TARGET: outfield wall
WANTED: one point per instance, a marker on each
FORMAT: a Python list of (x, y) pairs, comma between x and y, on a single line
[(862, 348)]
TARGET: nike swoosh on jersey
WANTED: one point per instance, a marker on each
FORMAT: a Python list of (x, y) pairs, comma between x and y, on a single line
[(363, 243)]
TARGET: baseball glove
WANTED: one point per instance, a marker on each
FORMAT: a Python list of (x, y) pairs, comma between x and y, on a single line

+++++

WHAT IS EXPECTED
Convert every line of the items above into a numbered list, leaving out any blank lines.

RESULT OF THIS TASK
1. TARGET: outfield wall
2. WANTED: one point per instance, a marker on each
3. FORMAT: a Python list of (x, y) pairs, comma between x and y, on a single line
4. [(862, 348)]
5. TARGET: nike swoosh on jersey
6. WANTED: one point per instance, a marker on each
7. FORMAT: a Python list of (x, y) pairs, comma between x and y, on a single line
8. [(363, 243)]
9. TARGET: baseball glove
10. WANTED: one point per instance, a marker on each
11. FORMAT: a Python list of (x, y) pairs, comma between x and y, on a single line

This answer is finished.